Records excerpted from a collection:

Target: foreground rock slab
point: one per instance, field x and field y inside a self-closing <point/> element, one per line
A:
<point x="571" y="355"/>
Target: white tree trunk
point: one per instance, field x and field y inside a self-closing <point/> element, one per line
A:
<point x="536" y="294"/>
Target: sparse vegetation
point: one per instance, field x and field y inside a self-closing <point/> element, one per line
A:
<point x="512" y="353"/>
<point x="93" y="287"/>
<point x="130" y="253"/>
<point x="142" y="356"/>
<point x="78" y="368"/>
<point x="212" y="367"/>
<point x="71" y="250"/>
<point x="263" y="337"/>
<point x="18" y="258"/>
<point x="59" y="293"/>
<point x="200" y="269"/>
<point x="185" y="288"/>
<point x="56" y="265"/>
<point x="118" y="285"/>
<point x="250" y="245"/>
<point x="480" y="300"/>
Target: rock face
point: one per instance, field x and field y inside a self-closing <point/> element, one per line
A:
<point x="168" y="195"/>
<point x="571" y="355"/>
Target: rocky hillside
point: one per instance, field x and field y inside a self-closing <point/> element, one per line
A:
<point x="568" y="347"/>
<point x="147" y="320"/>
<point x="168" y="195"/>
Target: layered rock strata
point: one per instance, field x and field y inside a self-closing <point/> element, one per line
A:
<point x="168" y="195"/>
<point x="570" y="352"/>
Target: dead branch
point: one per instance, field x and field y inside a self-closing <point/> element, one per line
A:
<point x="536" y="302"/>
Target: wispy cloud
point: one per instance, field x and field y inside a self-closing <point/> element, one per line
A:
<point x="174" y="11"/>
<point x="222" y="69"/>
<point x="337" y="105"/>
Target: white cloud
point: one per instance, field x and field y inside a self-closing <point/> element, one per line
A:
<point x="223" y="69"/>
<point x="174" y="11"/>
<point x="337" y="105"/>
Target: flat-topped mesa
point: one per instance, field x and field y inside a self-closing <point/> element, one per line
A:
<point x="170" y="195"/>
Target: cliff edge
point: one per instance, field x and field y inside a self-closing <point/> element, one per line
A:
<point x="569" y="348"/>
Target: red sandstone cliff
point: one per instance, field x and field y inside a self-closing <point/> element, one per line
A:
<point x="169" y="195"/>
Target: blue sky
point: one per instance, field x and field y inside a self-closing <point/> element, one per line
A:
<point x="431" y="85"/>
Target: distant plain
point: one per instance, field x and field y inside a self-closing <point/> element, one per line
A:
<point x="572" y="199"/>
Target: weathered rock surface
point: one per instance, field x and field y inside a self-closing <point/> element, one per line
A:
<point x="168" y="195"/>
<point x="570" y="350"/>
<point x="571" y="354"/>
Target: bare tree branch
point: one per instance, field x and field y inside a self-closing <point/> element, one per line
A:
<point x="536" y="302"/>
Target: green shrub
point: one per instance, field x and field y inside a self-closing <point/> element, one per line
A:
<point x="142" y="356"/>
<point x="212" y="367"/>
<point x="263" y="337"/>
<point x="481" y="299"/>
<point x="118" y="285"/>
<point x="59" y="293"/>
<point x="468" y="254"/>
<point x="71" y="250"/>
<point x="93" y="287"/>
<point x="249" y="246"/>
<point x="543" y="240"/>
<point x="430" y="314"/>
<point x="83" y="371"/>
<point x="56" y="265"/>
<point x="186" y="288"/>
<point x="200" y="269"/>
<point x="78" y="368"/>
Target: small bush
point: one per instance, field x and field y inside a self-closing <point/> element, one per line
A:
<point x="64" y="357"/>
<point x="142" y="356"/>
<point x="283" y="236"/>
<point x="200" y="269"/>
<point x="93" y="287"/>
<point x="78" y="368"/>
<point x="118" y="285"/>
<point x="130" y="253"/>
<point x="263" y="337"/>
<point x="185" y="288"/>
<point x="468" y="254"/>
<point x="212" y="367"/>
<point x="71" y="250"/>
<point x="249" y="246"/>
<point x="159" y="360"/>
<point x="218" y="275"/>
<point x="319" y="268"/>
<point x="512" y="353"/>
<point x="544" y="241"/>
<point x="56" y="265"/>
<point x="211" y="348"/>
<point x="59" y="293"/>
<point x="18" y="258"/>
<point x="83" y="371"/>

Task to carry out
Type out the material again exactly as presented.

Problem solution
Target: foreground rock slab
point: one per instance, field x and field y inside a self-closing <point/> element, one per line
A:
<point x="571" y="355"/>
Target: white tree trunk
point: one per instance, field x and field y inside a self-closing <point/> element, one per line
A:
<point x="536" y="294"/>
Target: sparse vegetation
point: one per instance, field x and field y inside a self-closing <point/> element, one per line
A:
<point x="512" y="353"/>
<point x="93" y="287"/>
<point x="130" y="253"/>
<point x="142" y="356"/>
<point x="78" y="368"/>
<point x="212" y="367"/>
<point x="71" y="250"/>
<point x="263" y="337"/>
<point x="18" y="258"/>
<point x="59" y="293"/>
<point x="200" y="269"/>
<point x="185" y="288"/>
<point x="56" y="265"/>
<point x="118" y="285"/>
<point x="250" y="245"/>
<point x="480" y="300"/>
Target: rock face
point: one per instance, field x and field y inside a self-closing <point/> element, one per line
A:
<point x="168" y="195"/>
<point x="571" y="355"/>
Target: rocky hillside
point: one per instance, field x and field y inside a self-closing <point/> element, one per line
A:
<point x="568" y="347"/>
<point x="147" y="320"/>
<point x="168" y="195"/>
Target: layered rock strata
point: one per instance, field x and field y inside a self-closing <point/> element, one per line
A:
<point x="168" y="195"/>
<point x="570" y="352"/>
Target: dead branch
point: one per instance, field x and field y inside a self-closing <point/> element, one per line
A:
<point x="536" y="302"/>
Target: wispy cloud
point: one per instance, field x and field y inside a self-closing <point/> element, one per line
A:
<point x="174" y="11"/>
<point x="222" y="69"/>
<point x="337" y="105"/>
Target: white cloud
point: one per instance, field x and field y inside a self-closing <point/> element, one per line
A:
<point x="223" y="69"/>
<point x="174" y="11"/>
<point x="337" y="105"/>
Target: flat-topped mesa
point: one per instance, field x and field y inside a self-closing <point/> element, one per line
A:
<point x="170" y="195"/>
Target: cliff edge
point: one per instance, field x and field y inside a self-closing <point/> element, one per line
A:
<point x="569" y="348"/>
Target: red sandstone cliff
point: one per instance, field x and field y inside a self-closing <point/> element, one per line
A:
<point x="169" y="195"/>
Target: blue sky
point: one per instance, field x and field y inside a self-closing <point/> element, one per line
A:
<point x="431" y="85"/>
Target: distant plain
point: one per instance, field x and field y inside a self-closing <point/> element, one per line
A:
<point x="572" y="199"/>
Target: weathered rock surface
point: one per instance, field x and field y inside a self-closing <point/> element, one per line
A:
<point x="168" y="195"/>
<point x="570" y="350"/>
<point x="571" y="354"/>
Target: bare tree branch
point: one per instance, field x and field y inside a self-closing <point/> element, one per line
A:
<point x="536" y="302"/>
Target: green shrub
point: one per instance, field x and field y inside a self-closing <point/> element, one per line
A:
<point x="142" y="356"/>
<point x="212" y="367"/>
<point x="263" y="337"/>
<point x="481" y="299"/>
<point x="118" y="285"/>
<point x="59" y="293"/>
<point x="468" y="254"/>
<point x="71" y="250"/>
<point x="93" y="287"/>
<point x="249" y="246"/>
<point x="543" y="240"/>
<point x="430" y="314"/>
<point x="83" y="371"/>
<point x="56" y="265"/>
<point x="186" y="288"/>
<point x="200" y="269"/>
<point x="78" y="368"/>
Target: small bush
point: one per instance, field x and field y inside a self-closing <point/> element, one per line
A:
<point x="64" y="357"/>
<point x="142" y="356"/>
<point x="283" y="236"/>
<point x="200" y="269"/>
<point x="93" y="287"/>
<point x="78" y="368"/>
<point x="118" y="285"/>
<point x="130" y="253"/>
<point x="263" y="337"/>
<point x="185" y="288"/>
<point x="468" y="254"/>
<point x="212" y="367"/>
<point x="71" y="250"/>
<point x="249" y="246"/>
<point x="159" y="360"/>
<point x="218" y="275"/>
<point x="319" y="268"/>
<point x="512" y="353"/>
<point x="544" y="241"/>
<point x="56" y="265"/>
<point x="211" y="348"/>
<point x="59" y="293"/>
<point x="18" y="258"/>
<point x="83" y="371"/>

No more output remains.